Point placement records
◆ ◆ ◆ ◆ ◆

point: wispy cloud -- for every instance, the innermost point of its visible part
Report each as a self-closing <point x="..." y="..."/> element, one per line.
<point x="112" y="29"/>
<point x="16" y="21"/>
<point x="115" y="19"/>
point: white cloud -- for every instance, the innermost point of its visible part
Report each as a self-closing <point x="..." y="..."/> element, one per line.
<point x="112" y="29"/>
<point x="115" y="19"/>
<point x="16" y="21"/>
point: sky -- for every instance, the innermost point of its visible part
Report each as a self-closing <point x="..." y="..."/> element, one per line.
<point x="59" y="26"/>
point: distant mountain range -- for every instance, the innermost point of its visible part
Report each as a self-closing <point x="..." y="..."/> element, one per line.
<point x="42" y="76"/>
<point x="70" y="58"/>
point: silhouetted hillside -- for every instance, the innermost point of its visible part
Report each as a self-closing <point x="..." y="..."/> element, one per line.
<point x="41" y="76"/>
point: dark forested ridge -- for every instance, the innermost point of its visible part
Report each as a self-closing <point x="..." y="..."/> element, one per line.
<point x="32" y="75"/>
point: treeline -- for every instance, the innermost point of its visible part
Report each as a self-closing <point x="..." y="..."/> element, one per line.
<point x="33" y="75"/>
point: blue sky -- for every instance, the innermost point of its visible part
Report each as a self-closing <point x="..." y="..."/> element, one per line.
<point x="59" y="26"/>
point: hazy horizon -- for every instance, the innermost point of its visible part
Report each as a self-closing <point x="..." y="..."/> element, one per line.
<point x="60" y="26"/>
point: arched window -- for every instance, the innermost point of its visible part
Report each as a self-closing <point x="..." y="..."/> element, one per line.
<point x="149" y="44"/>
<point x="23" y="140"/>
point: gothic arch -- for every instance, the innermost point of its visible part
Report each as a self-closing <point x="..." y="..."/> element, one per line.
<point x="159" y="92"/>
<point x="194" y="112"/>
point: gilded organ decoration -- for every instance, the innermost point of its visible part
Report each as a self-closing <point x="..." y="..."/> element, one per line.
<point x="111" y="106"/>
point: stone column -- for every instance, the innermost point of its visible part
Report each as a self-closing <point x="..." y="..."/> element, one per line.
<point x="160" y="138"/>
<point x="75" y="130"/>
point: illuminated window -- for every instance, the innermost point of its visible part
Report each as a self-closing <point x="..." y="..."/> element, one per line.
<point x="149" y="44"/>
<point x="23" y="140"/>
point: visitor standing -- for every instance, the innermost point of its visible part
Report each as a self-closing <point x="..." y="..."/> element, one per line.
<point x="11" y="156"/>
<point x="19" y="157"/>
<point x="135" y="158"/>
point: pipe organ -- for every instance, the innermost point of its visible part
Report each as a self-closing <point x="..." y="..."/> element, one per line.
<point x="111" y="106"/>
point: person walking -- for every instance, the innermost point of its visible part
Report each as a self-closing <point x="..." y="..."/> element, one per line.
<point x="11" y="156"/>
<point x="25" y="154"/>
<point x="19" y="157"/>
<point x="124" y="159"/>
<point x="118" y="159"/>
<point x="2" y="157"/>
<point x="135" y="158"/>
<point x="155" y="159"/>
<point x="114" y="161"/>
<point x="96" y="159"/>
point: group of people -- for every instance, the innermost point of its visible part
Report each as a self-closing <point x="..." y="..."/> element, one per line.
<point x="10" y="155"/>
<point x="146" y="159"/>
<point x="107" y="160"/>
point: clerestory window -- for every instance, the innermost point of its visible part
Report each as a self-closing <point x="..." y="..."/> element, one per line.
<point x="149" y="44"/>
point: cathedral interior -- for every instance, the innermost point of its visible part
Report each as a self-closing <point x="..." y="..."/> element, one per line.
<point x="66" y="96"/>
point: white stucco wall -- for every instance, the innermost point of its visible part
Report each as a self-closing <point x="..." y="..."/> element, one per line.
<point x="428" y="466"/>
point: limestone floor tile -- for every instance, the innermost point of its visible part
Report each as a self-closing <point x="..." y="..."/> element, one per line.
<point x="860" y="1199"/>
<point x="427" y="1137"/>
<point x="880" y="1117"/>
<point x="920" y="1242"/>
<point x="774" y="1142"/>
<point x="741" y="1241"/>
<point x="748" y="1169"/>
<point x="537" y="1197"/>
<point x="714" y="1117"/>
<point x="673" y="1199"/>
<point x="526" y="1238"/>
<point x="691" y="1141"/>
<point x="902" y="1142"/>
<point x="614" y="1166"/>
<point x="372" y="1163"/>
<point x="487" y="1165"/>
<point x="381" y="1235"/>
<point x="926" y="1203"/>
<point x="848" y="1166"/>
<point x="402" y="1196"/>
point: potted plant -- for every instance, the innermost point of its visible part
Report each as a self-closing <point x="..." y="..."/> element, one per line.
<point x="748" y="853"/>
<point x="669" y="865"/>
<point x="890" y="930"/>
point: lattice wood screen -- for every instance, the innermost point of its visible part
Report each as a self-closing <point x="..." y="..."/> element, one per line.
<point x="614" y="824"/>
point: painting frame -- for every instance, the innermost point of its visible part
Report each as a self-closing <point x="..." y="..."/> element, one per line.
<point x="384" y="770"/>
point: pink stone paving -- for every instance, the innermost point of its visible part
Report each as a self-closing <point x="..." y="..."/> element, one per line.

◆ ◆ ◆ ◆ ◆

▸ EXERCISE INSTRUCTIONS:
Output each record precisely as given.

▸ RESPONSE TO THE EXERCISE:
point: wispy cloud -- for every instance, the innermost point of its visible part
Report each as a self-closing <point x="..." y="..."/> element, one per line.
<point x="112" y="29"/>
<point x="16" y="21"/>
<point x="115" y="19"/>
point: white cloud -- for every instance, the innermost point of its visible part
Report each as a self-closing <point x="..." y="..."/> element, one per line.
<point x="112" y="29"/>
<point x="115" y="19"/>
<point x="16" y="21"/>
point: sky -- for every instance, the innermost point of its visible part
Report each as a self-closing <point x="..." y="..."/> element, one per line.
<point x="59" y="26"/>
point: distant mountain range -- for every instance, the innermost point of its visible part
Report each as a self-closing <point x="..." y="..."/> element, one per line.
<point x="42" y="76"/>
<point x="70" y="58"/>
point: silhouetted hillside -- for every instance, the innermost point of its visible part
Report each as a self-closing <point x="..." y="..."/> element, one per line.
<point x="41" y="76"/>
point: dark forested ridge -- for every instance, the innermost point of its visible part
Report each as a self-closing <point x="..." y="..."/> element, one per line.
<point x="32" y="75"/>
point: treeline -- for every instance, the innermost point of its visible part
Report each as a self-closing <point x="..." y="..."/> element, one per line.
<point x="33" y="75"/>
point: blue sky -- for every instance, the innermost point of its visible part
Report each as a self-closing <point x="..." y="..."/> element, one per line.
<point x="59" y="26"/>
point: hazy horizon -- for every instance, the innermost point of its visible part
Report each as a self-closing <point x="..." y="..."/> element, one per line.
<point x="60" y="26"/>
point: arched window -- for every instance, the innermost point of its visible part
Report each as a self-closing <point x="..." y="..."/> element, one per line.
<point x="149" y="44"/>
<point x="23" y="140"/>
point: gothic arch -- for every instance, the innermost point of its visible part
Report each as a self-closing <point x="..." y="..."/> element, one per line.
<point x="159" y="92"/>
<point x="194" y="112"/>
point: gilded organ decoration -- for every instance, the innermost point of its visible part
Report each as a self-closing <point x="..." y="..."/> element, one per line.
<point x="111" y="106"/>
point: stone column -- for every instance, the innermost point of its visible part
Report each as a self-closing <point x="..." y="..."/> element, one per line.
<point x="160" y="138"/>
<point x="75" y="130"/>
point: illuminated window -- for every instance, the innermost point of its visible part
Report each as a self-closing <point x="..." y="..."/> element, one per line.
<point x="149" y="44"/>
<point x="23" y="140"/>
point: visitor standing -- for every instance, the innermost point of its visible part
Report each as a self-closing <point x="..." y="..."/> element, one per line.
<point x="11" y="156"/>
<point x="19" y="157"/>
<point x="135" y="158"/>
point: pipe organ -- for every instance, the innermost point of its visible part
Report each as a self-closing <point x="..." y="..."/> element, one per line.
<point x="111" y="106"/>
point: person walking -- for every instance, the innermost point of its visible part
Report each as a self-closing <point x="..." y="..."/> element, one per line.
<point x="11" y="156"/>
<point x="25" y="154"/>
<point x="19" y="157"/>
<point x="124" y="159"/>
<point x="118" y="159"/>
<point x="2" y="157"/>
<point x="135" y="158"/>
<point x="155" y="159"/>
<point x="114" y="161"/>
<point x="96" y="159"/>
point: group of people -- for every instance, the innermost point of its visible part
Report each as a self-closing <point x="..." y="..."/> element, one per line.
<point x="10" y="155"/>
<point x="146" y="159"/>
<point x="107" y="160"/>
point: clerestory window -- for every instance, the innermost point of its visible part
Report each as a self-closing <point x="..." y="..."/> element, one per line.
<point x="149" y="44"/>
point: cathedral interior -- for every instance, the innermost point of its visible part
Report each as a self-closing <point x="..." y="..."/> element, one per line.
<point x="66" y="96"/>
point: white stucco wall -- for every instance, the innermost point of its visible part
Report each as a self-closing <point x="..." y="..."/> element, one per line.
<point x="428" y="466"/>
point: limestone floor tile -- for every instance, the innermost point of its visible part
Report each as a self-closing <point x="..." y="..."/> element, one per line.
<point x="860" y="1199"/>
<point x="427" y="1137"/>
<point x="880" y="1117"/>
<point x="920" y="1242"/>
<point x="774" y="1142"/>
<point x="741" y="1241"/>
<point x="748" y="1169"/>
<point x="537" y="1197"/>
<point x="714" y="1117"/>
<point x="673" y="1199"/>
<point x="526" y="1238"/>
<point x="691" y="1141"/>
<point x="902" y="1142"/>
<point x="614" y="1166"/>
<point x="372" y="1163"/>
<point x="487" y="1165"/>
<point x="381" y="1235"/>
<point x="926" y="1203"/>
<point x="848" y="1166"/>
<point x="402" y="1196"/>
point: potted plant -- for every instance, the innermost point of its visible part
Report each as a self-closing <point x="..." y="..."/> element, one per line.
<point x="748" y="853"/>
<point x="669" y="865"/>
<point x="890" y="930"/>
point: lattice wood screen -- for every instance, the innermost point of its visible part
Report each as a self-closing <point x="..." y="..."/> element, one per line.
<point x="614" y="824"/>
point: painting frame -- for every instance, the innermost point of its visible part
Report each as a self-closing <point x="..." y="..."/> element, one per line.
<point x="384" y="770"/>
point: pink stone paving -- for every instance, the innermost point of its visible part
Report each as a self-closing <point x="..." y="..."/> element, one per line.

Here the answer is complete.